===== Trecho de origem =====
Quanto a ser classe variável, heterogênea e capaz de revelar antinomias, é possível dizer que sua variabilidade, nos termos expostos por Bobbio, que decorreriam da historicidade dos Direitos Humanos, não milita contra a ideia de um fundamento absoluto, pois, embora as transformações históricas tenham o condão de gerar novos direitos que podem ser definidos como Direitos Humanos, isso não desnatura o fato de que há um fundamento único e maior para todo esse reconhecimento; apenas impõe um reconhecimento de outra ordem: o de que a evolução dos seres humanos é geradora de novos anseios e que alguns deles, em dado momento, podem vir a ser considerados essenciais aos indivíduos.

Isso, aliás, nada mais é do que o reconhecimento da complexidade das necessidades humanas, até das mais básicas, pelo que são múltiplos os direitos que devem ser reconhecidos para sua satisfação. Caso se queira entender isso como heterogeneidade, então os Direitos Humanos são heterogêneos, mas ainda assim podem ser reconhecidos como derivados de único fundamento.
=====
** Tarefas **
**A.** Responda com base no trecho sobre Direitos Humanos:
(i) Nos termos expostos por Bobbio, de onde decorreria a variabilidade dos Direitos Humanos?
(ii) O que a evolução dos seres humanos gera?
(iii) Mesmo sendo heterogêneos, de que os Direitos Humanos ainda podem ser reconhecidos como derivados?
**B.** Traduza para o inglês esta frase do trecho sobre Direitos Humanos: "Isso, aliás, nada mais é do que o reconhecimento da complexidade das necessidades humanas, até das mais básicas, pelo que são múltiplos os direitos que devem ser reconhecidos para sua satisfação."
===== Dados extraídos =====
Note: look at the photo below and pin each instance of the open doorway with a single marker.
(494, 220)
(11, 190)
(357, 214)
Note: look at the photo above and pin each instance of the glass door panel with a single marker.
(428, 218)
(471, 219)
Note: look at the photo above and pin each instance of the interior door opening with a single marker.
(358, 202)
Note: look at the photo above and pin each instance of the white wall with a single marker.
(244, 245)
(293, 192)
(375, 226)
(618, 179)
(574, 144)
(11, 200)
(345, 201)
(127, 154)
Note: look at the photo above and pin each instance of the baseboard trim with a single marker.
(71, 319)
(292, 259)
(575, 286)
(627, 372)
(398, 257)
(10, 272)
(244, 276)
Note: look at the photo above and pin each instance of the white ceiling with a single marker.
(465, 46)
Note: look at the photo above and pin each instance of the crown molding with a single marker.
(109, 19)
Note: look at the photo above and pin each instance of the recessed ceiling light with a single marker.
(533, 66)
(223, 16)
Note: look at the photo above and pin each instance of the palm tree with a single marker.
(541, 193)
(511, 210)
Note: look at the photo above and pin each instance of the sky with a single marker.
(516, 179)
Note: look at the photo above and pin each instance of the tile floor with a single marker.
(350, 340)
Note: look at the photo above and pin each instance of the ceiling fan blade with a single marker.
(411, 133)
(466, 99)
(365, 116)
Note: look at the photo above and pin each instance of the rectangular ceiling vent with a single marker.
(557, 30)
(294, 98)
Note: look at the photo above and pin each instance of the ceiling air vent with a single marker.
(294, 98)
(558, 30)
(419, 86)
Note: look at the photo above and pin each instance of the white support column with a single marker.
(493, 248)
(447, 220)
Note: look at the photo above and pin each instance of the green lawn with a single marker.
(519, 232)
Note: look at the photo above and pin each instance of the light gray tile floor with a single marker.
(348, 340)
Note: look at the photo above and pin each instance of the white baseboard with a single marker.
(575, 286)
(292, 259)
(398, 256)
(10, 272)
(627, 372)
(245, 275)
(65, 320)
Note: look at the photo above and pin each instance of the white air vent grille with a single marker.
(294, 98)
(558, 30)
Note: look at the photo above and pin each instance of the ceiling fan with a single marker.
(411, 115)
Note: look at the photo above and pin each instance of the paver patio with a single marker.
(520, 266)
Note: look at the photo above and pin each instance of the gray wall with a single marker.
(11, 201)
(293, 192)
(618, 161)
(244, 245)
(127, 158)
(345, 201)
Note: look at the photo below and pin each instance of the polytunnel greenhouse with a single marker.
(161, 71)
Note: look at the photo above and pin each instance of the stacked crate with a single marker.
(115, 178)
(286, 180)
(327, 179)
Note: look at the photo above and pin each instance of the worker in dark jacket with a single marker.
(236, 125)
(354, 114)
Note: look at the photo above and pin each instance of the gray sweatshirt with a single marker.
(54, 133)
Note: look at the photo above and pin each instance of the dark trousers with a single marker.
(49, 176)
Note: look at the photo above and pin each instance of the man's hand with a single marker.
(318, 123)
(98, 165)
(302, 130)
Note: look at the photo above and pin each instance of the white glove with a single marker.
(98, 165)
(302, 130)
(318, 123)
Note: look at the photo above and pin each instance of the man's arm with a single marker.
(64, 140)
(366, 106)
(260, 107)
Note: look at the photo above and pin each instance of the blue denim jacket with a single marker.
=====
** Lista de respostas **
**A.**
(i) Da historicidade dos Direitos Humanos.
(ii) Novos anseios.
(iii) De um único fundamento.

**B.** This, incidentally, is nothing more than the recognition of the complexity of human needs, even the most basic ones, which is why the rights that must be recognized for their satisfaction are many.